• Task instructions: What is needed is an exact copy of the records, with the images left out.

[Stored data entries]

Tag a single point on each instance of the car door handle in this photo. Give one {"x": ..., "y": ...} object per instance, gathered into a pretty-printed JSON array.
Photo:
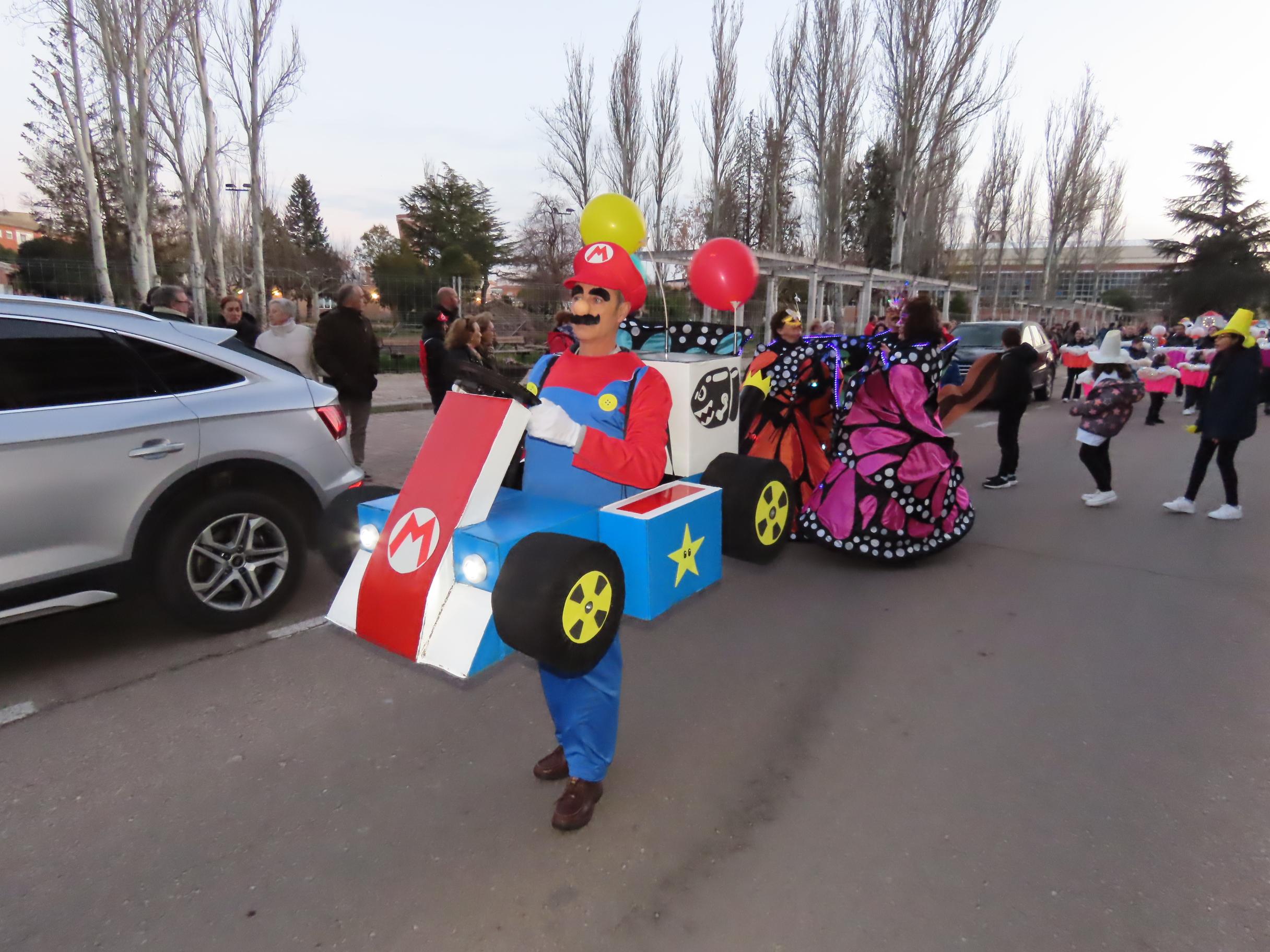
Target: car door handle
[{"x": 154, "y": 448}]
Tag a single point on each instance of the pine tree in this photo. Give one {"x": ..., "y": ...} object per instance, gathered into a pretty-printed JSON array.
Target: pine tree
[
  {"x": 1225, "y": 263},
  {"x": 450, "y": 219},
  {"x": 304, "y": 219}
]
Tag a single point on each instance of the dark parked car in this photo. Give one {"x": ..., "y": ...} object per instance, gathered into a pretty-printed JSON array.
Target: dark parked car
[{"x": 980, "y": 338}]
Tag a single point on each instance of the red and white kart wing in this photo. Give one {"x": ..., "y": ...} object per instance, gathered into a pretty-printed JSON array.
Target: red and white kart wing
[{"x": 394, "y": 596}]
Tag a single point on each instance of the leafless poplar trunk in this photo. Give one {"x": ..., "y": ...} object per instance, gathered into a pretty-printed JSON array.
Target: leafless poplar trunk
[
  {"x": 569, "y": 126},
  {"x": 1110, "y": 225},
  {"x": 125, "y": 34},
  {"x": 830, "y": 93},
  {"x": 783, "y": 73},
  {"x": 1076, "y": 134},
  {"x": 718, "y": 122},
  {"x": 261, "y": 86},
  {"x": 211, "y": 146},
  {"x": 172, "y": 112},
  {"x": 936, "y": 84},
  {"x": 667, "y": 151},
  {"x": 1022, "y": 231},
  {"x": 627, "y": 173},
  {"x": 75, "y": 108}
]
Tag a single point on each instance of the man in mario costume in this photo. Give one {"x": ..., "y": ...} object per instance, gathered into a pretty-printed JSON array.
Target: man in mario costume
[{"x": 598, "y": 436}]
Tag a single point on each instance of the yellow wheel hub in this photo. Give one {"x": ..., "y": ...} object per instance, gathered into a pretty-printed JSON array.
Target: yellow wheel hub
[
  {"x": 772, "y": 513},
  {"x": 587, "y": 607}
]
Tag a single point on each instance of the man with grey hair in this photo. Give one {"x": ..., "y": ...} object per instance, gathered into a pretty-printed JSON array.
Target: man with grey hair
[
  {"x": 346, "y": 350},
  {"x": 171, "y": 303},
  {"x": 286, "y": 339}
]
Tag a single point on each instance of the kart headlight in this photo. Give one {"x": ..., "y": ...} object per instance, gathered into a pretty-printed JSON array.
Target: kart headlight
[{"x": 474, "y": 569}]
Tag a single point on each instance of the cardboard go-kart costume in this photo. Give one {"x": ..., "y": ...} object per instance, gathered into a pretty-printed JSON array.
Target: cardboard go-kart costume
[{"x": 459, "y": 572}]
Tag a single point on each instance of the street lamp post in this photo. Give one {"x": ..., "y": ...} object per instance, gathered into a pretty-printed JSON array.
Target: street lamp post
[{"x": 238, "y": 215}]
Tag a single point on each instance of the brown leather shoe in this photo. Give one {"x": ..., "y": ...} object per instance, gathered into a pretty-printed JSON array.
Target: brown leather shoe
[
  {"x": 577, "y": 804},
  {"x": 553, "y": 767}
]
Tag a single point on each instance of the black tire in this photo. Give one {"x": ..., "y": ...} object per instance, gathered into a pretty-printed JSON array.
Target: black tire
[
  {"x": 559, "y": 600},
  {"x": 338, "y": 528},
  {"x": 759, "y": 506},
  {"x": 269, "y": 526}
]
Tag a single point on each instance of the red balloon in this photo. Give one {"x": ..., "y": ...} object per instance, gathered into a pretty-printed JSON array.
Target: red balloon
[{"x": 723, "y": 273}]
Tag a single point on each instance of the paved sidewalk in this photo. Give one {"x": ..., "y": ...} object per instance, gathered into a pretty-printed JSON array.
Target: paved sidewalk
[{"x": 401, "y": 391}]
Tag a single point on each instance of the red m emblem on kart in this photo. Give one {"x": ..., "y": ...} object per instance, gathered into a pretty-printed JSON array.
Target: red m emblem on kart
[{"x": 413, "y": 540}]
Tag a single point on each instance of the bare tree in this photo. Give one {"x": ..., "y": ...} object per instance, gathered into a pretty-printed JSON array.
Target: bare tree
[
  {"x": 125, "y": 33},
  {"x": 718, "y": 122},
  {"x": 936, "y": 84},
  {"x": 261, "y": 86},
  {"x": 75, "y": 110},
  {"x": 1024, "y": 229},
  {"x": 195, "y": 36},
  {"x": 1110, "y": 225},
  {"x": 1076, "y": 134},
  {"x": 783, "y": 73},
  {"x": 627, "y": 173},
  {"x": 667, "y": 153},
  {"x": 569, "y": 126},
  {"x": 173, "y": 90}
]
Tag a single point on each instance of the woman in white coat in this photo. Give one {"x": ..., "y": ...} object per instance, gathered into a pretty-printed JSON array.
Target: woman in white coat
[{"x": 286, "y": 339}]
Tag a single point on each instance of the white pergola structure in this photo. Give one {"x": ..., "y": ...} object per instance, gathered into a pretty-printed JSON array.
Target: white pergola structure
[{"x": 821, "y": 275}]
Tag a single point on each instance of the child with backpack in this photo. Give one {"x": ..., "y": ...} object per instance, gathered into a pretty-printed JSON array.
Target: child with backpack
[{"x": 1104, "y": 413}]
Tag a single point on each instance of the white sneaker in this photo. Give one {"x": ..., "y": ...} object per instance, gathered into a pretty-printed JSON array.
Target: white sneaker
[{"x": 1227, "y": 513}]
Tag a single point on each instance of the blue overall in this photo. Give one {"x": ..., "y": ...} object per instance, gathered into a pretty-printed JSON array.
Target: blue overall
[{"x": 583, "y": 707}]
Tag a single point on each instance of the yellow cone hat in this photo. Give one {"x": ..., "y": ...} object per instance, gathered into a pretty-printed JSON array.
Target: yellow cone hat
[{"x": 1241, "y": 324}]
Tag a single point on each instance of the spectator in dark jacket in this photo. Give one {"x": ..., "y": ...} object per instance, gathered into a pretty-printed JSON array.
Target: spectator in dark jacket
[
  {"x": 234, "y": 316},
  {"x": 171, "y": 303},
  {"x": 1013, "y": 392},
  {"x": 1227, "y": 416},
  {"x": 432, "y": 343},
  {"x": 346, "y": 350}
]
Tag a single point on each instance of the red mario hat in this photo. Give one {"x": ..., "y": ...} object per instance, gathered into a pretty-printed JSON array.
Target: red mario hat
[{"x": 609, "y": 266}]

• Task answer:
Tag a single point on each instance of the car door handle in this photo. Give one {"x": ..., "y": ...} object per instance, gathered into a pretty-printed JSON array.
Photo:
Target: car door handle
[{"x": 154, "y": 448}]
Tag a single point on each instance of the pine tree in this photo. Give one {"x": ..., "y": ...} object per instance, gathered into a pretty-printed JSON array.
Target: pine tree
[
  {"x": 1225, "y": 263},
  {"x": 450, "y": 219},
  {"x": 304, "y": 219}
]
Tag a single point on each instance of the dark parked car in this photo. Give one {"x": ..., "y": ...} object per instance, gathered into a pretty-printed JSON array.
Target: dark parked car
[{"x": 980, "y": 338}]
Tag a single point on each instance of the red and white kart wing in this photo. Give one {"x": ..., "y": ...} object per instance, gathered into a pretty-printed JSON array.
Target: red and white kart wing
[{"x": 394, "y": 596}]
Tag a single point on each instance of the leafless poplar trunk in this photo. Give one {"x": ..., "y": ...} object per instance, gathered into a pretty-printed JSON array.
Target: leafless poplar trunk
[
  {"x": 569, "y": 126},
  {"x": 1110, "y": 225},
  {"x": 125, "y": 34},
  {"x": 830, "y": 93},
  {"x": 783, "y": 73},
  {"x": 1076, "y": 134},
  {"x": 718, "y": 122},
  {"x": 261, "y": 86},
  {"x": 211, "y": 146},
  {"x": 172, "y": 112},
  {"x": 936, "y": 84},
  {"x": 667, "y": 151},
  {"x": 1022, "y": 231},
  {"x": 627, "y": 173},
  {"x": 75, "y": 108}
]
Tag a single point on each instance of the man in mario costume in this photo. Give one {"x": ..., "y": ...} object per instance, gathered into a pretty-printed JSON array.
Target: man in mario costume
[{"x": 598, "y": 436}]
Tag a single point on each instance of the yellow wheel hub in this photo. Give one {"x": ..., "y": ...} object per instance, gathered into a pretty-printed JSON array.
Target: yellow wheel hub
[
  {"x": 772, "y": 513},
  {"x": 587, "y": 607}
]
Tag a single point on each instance of the man with grey hair in this photo. Give one {"x": ..., "y": ...} object per instance, gathered into a pretty-printed JSON array.
Target: man with grey hair
[
  {"x": 346, "y": 350},
  {"x": 171, "y": 303},
  {"x": 286, "y": 339}
]
Tag a single point on each instance of the kart headlight in this photo. Give one {"x": ..., "y": ...} object per instance, gathered into a pretty-printed JSON array.
Target: kart headlight
[{"x": 474, "y": 569}]
Tag a single point on each instance of the cardboard go-kart costume in this photo. Give one {"x": ..., "y": ...} object per instance, gathered into a pretty-printed JSON array.
Target: cardboard go-kart costume
[{"x": 459, "y": 572}]
Tag a single point on each instance of the street lamp post in this photo. Give one {"x": ..., "y": ...} object per instance, gathered into a pretty-printed JSON array.
Target: street lamp post
[{"x": 238, "y": 215}]
Tag a single point on each instance of the brown leather shoe in this photo. Give one {"x": ..., "y": ...} object per instance, gathered into a pretty-printed JSON array.
Target: brown leather shoe
[
  {"x": 577, "y": 804},
  {"x": 553, "y": 767}
]
Tag a single point on each instance of the black tire in this photo. Give one {"x": ..., "y": ...} object per instance, gathered into a pretty-printed JSON array.
Target: black tire
[
  {"x": 559, "y": 600},
  {"x": 338, "y": 528},
  {"x": 759, "y": 506},
  {"x": 269, "y": 526}
]
Tag a single point on each instance of the red balloon in this photo. Give one {"x": ..., "y": ...} object per instance, gathered into a pretty-printed JSON array.
Target: red balloon
[{"x": 723, "y": 273}]
Tag a single point on each instance of the paved sidewalk in this photo. Give one {"x": ..., "y": ...} object per instance, gathered into a pretty-printed JSON array.
Target: paved sidewalk
[{"x": 401, "y": 391}]
Tag a single point on each instance of the red m emblem on kart in this photo. Give one {"x": ..., "y": ...} object per instance, gathered into a pretty-printed JSON array.
Target: red m emblem on kart
[{"x": 413, "y": 540}]
Tag a single point on each instance of the bare tree in this photo. Give one {"x": ..., "y": ...} object per instance, gathered into a pretty-printed JSON array.
Target: bare tree
[
  {"x": 125, "y": 33},
  {"x": 718, "y": 122},
  {"x": 936, "y": 84},
  {"x": 261, "y": 86},
  {"x": 75, "y": 110},
  {"x": 1024, "y": 229},
  {"x": 195, "y": 36},
  {"x": 1110, "y": 225},
  {"x": 1076, "y": 134},
  {"x": 783, "y": 73},
  {"x": 627, "y": 173},
  {"x": 667, "y": 153},
  {"x": 569, "y": 126},
  {"x": 173, "y": 90}
]
Tag a single point on each instance of the woman in white coat in this photo. Give one {"x": ..., "y": ...} object per instance, gathered into a pretty-printed JSON array.
Target: woman in white coat
[{"x": 286, "y": 339}]
Tag a single point on each instance of the white pergola structure in this photo. Give one {"x": ..., "y": ...} object per instance, gathered into a pretty-printed JSON array.
Target: white pergola structure
[{"x": 821, "y": 275}]
Tag a single point on each instance of the child with backpack in this photo. Give one {"x": ..., "y": ...} object per instance, gathered into a pretty-printed JSON array.
Target: child with backpack
[{"x": 1104, "y": 413}]
Tag a single point on each instance of the white sneaker in this photo. Give one {"x": ..., "y": ...} object per instance, gathered into a pretty-printed JSON array.
Target: white sneaker
[{"x": 1227, "y": 513}]
Tag a single point on each instance of the blue overall in this photo. Give one {"x": ..., "y": ...} object per instance, gathered into a pretty-printed JSON array.
Target: blue overall
[{"x": 583, "y": 707}]
Tag a single point on each instance of the yellow cone hat in this photo. Give one {"x": ..., "y": ...} object per instance, gathered into a pretty-printed JSON array.
Target: yellow cone hat
[{"x": 1241, "y": 324}]
Tag a single point on each instance of the spectator in dark jacket in this photo. Give one {"x": ..., "y": ...} object per instance, gathered into a pretty-printed JSON array.
Target: spectator in dark jacket
[
  {"x": 234, "y": 316},
  {"x": 171, "y": 303},
  {"x": 1013, "y": 392},
  {"x": 1227, "y": 416},
  {"x": 432, "y": 343},
  {"x": 346, "y": 350}
]
Tag a single point on each instance of the red mario hat in this photo. Give one {"x": ..., "y": ...} object per instance, gathered into a pretty-printed JSON array.
Target: red mario hat
[{"x": 609, "y": 266}]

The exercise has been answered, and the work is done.